____ Input data

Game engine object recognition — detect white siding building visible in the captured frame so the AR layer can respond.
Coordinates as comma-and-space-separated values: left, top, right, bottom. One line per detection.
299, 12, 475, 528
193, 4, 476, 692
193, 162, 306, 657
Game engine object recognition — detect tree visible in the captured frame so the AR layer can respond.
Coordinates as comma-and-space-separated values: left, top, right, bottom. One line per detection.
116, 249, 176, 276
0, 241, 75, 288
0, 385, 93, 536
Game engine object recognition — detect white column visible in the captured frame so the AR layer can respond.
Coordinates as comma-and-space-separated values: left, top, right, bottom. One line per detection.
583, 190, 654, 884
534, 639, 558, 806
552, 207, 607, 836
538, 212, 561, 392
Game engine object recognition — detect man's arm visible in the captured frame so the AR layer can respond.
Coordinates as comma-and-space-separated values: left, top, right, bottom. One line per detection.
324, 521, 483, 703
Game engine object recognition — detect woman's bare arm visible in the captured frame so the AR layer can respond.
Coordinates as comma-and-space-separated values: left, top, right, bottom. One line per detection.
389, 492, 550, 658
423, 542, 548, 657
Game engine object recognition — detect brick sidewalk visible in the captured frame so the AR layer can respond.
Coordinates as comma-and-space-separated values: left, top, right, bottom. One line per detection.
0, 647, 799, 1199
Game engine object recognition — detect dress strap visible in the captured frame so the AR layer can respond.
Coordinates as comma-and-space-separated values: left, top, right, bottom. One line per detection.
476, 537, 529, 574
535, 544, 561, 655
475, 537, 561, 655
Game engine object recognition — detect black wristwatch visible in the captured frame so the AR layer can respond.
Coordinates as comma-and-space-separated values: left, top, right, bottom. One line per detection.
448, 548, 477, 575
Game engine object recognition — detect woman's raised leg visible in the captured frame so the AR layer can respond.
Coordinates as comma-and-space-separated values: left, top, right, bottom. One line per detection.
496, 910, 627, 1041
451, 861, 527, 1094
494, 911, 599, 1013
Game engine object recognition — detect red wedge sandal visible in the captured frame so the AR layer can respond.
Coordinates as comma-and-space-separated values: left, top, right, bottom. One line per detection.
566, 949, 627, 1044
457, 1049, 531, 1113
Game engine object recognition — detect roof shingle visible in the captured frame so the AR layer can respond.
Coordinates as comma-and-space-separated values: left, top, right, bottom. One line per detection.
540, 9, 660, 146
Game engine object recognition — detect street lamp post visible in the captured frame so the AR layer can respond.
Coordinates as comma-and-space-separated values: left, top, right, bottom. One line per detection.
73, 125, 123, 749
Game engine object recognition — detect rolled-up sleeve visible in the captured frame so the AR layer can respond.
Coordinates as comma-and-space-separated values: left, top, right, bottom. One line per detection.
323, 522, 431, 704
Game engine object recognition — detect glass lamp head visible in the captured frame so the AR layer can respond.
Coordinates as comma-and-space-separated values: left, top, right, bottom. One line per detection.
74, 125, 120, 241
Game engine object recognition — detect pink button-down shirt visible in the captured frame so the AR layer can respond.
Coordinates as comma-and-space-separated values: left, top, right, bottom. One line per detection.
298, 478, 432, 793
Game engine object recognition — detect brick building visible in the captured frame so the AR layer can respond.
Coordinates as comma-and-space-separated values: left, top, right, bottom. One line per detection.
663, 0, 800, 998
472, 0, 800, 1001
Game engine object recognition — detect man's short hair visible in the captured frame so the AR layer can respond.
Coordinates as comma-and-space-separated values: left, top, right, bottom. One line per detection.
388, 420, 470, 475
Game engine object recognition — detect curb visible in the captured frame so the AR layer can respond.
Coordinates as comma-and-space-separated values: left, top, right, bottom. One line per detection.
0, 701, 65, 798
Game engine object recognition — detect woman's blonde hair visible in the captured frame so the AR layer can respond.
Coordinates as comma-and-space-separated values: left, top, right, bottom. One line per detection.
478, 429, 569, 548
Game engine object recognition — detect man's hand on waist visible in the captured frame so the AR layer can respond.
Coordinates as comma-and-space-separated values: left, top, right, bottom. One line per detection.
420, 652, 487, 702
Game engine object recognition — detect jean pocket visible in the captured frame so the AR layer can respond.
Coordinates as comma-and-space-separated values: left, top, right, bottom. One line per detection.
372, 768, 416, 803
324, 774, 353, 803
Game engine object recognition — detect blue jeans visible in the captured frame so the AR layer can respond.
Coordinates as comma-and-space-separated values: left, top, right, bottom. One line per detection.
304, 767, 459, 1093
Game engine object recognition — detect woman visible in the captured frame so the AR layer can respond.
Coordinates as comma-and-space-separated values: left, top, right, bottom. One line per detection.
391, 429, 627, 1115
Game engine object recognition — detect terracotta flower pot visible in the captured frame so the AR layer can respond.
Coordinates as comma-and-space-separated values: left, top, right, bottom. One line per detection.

________

▸ **Work instructions**:
Reproduce the data exactly, character for character.

▸ **Task result**:
Game engine object recognition — detect white siding building visible in the captured frame so the AR layer can respond.
Coordinates as comma-and-space-separated values: left, top, right, bottom. One line per detection.
299, 12, 475, 528
193, 4, 476, 692
193, 162, 306, 657
Game engine object recognition — detect tree visible in the captured frame so the AR layer can respond.
Coordinates as comma-and-space-separated values: left, top, right, bottom. One line per detection.
116, 249, 176, 276
0, 241, 75, 288
0, 385, 93, 536
Game engine object recognition — detect white column visible in the captured frame so the AR layer can respond.
Coordinates as comma-and-space-separated values: left, top, right, bottom. One line per detection.
583, 190, 654, 884
534, 639, 558, 806
552, 207, 607, 836
538, 212, 561, 392
Game engine object recognition — detect man's arm visible in the captured frame so the AR layer can respond.
Coordinates as comma-and-space-separated values: left, top, right, bottom. One line per detection.
324, 521, 483, 703
Game engine object recognition — detect woman's bare arm visible in the captured frame so the AR layer can respond.
Coordinates as comma-and-space-separated values: left, top, right, bottom. One line per detection.
389, 492, 550, 658
423, 542, 548, 657
Game engine object recognition — detect brick sidewalk visible in the captured frame so the AR layer can respond.
Coordinates as comma-and-space-separated values: left, top, right, bottom. One line per detection.
0, 647, 799, 1199
Game engine object recognition — detect dress strap visible in the captured frame so the AR layer can respond.
Coordinates as comma-and-space-separated values: left, top, right, bottom. One line per detection.
476, 537, 529, 574
535, 544, 561, 655
475, 537, 561, 655
Game engine object recognition — detect black wristwatch visible in the captured frame so the AR layer can respond.
Coordinates as comma-and-space-separated values: left, top, right, bottom. One line per detection.
448, 548, 477, 575
Game engine object recognition — detect woman's raised leg visible in the captured frame so the AR layer can respond.
Coordinates as comma-and-space-separated values: left, top, right, bottom. One line per detection.
496, 910, 627, 1041
451, 861, 527, 1094
494, 911, 599, 1013
Game engine object recognition — detect red wedge sandal visible in the captured frame so the AR layer can respond.
Coordinates as comma-and-space-separated values: left, top, right, bottom. One line per detection.
566, 949, 627, 1044
457, 1049, 531, 1113
Game engine object recognition — detect roof shingle visible in the captured frame so the AR layer can respond.
Coordinates as comma-and-space-separated values: left, top, right, bottom. One line per detection.
540, 9, 660, 146
Game engine object recognition — detect street lamp post visible in the captured frame so the AR layer can respond.
Coordinates as comma-and-space-separated values: left, top, right, bottom. One line per detection.
73, 125, 123, 749
Game engine object recognition — detect rolled-up sleeve visible in the captured frame so the AR layer can respond.
Coordinates as comma-and-space-separated values: left, top, right, bottom. One line per detection.
323, 522, 431, 704
Game engine object recognition — detect glass lamp head visible in the captured frame so the AR layer can respond.
Coordinates as comma-and-space-separated values: left, top, right, bottom. One line per detection.
74, 125, 120, 241
Game engine object recognition — detect pink button-down shirt visible in the captured frame so the AR layer can respond.
Coordinates as comma-and-space-separated values: left, top, right, bottom. One line per detection.
298, 478, 432, 793
Game engine object recognition — detect brick building visible in the captured frame so the AR layer can respond.
Coordinates as comma-and-space-separated values: left, top, right, bottom. One line per detection.
663, 0, 800, 998
472, 0, 800, 1001
Game engine object recognition — detect man's short hair visible in the captured frame so the AR layer can respond.
Coordinates as comma-and-space-separated values: left, top, right, bottom. One line per detection.
388, 420, 470, 475
Game engine object recognition — detect curb visible in the captured frame so the AR layer can respond.
Coordinates as comma-and-space-separated values: left, top, right, bottom. One line per detection.
0, 701, 65, 798
Game engine object recognition — detect woman's blonde hair visible in the captured frame so the AR layer can respond.
Coordinates as comma-and-space-separated values: left, top, right, bottom. One line per detection.
478, 429, 569, 548
Game engine object recognition — detect man's hand on waist visible in the captured frame so the AR layer can respond.
Coordinates as comma-and-space-separated values: left, top, right, bottom. One line per detection.
420, 652, 487, 702
Game engine object recognition — detect jean pocket visible in the captured frame so the AR layer can respond.
Coordinates as comma-and-space-separated values: left, top, right, bottom. One line per detection.
372, 768, 416, 803
324, 774, 353, 803
Game engine object recognition — detect blue jeans visible in the captured frame so the AR layer can respond.
Coordinates as comma-and-space-separated values: left, top, right, bottom. One line per detection.
304, 767, 459, 1093
Game engine object recognition — detect woman visible in the captured frame so the AR layer can respond.
Coordinates as comma-and-space-separated values: left, top, right, bottom. One line per detection.
391, 429, 627, 1115
Game engine object recognition — detect terracotta flower pot visible in the captured frame so the AR layer can respond.
Coordinates as comma-and-space-separated values: left, top, right, bottom. One line per detection.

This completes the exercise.